* [Provided text]:

On democracy, and good governance, and all that

In the past few days I have exercised my member’s right to vote for board members of both Leeds Building Society and MEC, the Canadian outdoor equipment cooperative retailer (if you’re asking, I’ve been a MEC customer a number of times while visiting Canada).

Leeds Building Society offers the usual unsatisfactory British building society experience of having uncontested Board elections. MEC by contrast has a lively democracy: ten candidates for three board places. Admittedly only a small percentage of the membership tends to vote (last year 47,000 members voted out of several million), but I reckon it’s a cooperative member’s responsibility to do so… even if I do live several thousand miles from MEC’s head office.  I hope I’ve voted for candidates who will help MEC continue to thrive.

One thought on “On democracy, and good governance, and all that

  1. So what do you think about the way the Co-operative Transitional Council has ‘protected’ its own interests ( and positions) by:

    1. Implementing candidature qualification periods ( 3 years) that excludes ‘new-blood’ brought to Co-op membership after watching how badly the current Co-op membership representation performed. It’s as if the ‘Old-Guard’ wants to protect its position rather than protect the Co-op!

    2. The failure of ALL the Transitional Council to stand for re-election.

    3. The ‘stupidity’ of a Vital5 strategy that is not ‘fit’ for purpose and is a device to take the Co-op into private ownership.

    4. A key element of Vital5 is: “Repairing the plumbing!” As the Co-op has been ‘tribal’ it has a proliferation of different systems. Standardising these will ne nigh impossible because of ‘vested’ interests. To standardise such system will cost ( I estimate) over £500m.

* [Data shown]:
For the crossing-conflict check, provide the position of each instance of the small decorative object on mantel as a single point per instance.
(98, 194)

* [Directives]:
1. Do the following statements agree with the post on democracy and good governance? For each, answer yes or no and quote the deciding words.
(a) MEC had ten candidates for three board places.
(b) Leeds Building Society held contested Board elections.
(c) Last year 47,000 MEC members voted.
2. Transcribe the part of the post on democracy and good governance starting at "1. Implementing candidature" and ending at "stand for re-election.".

* [Outputs for the tasks]:
1.
(a) Yes: "ten candidates for three board places"
(b) No: "having uncontested Board elections"
(c) Yes: "last year 47,000 members voted out of several million"

2.
1. Implementing candidature qualification periods ( 3 years) that excludes ‘new-blood’ brought to Co-op membership after watching how badly the current Co-op membership representation performed. It’s as if the ‘Old-Guard’ wants to protect its position rather than protect the Co-op!

    2. The failure of ALL the Transitional Council to stand for re-election.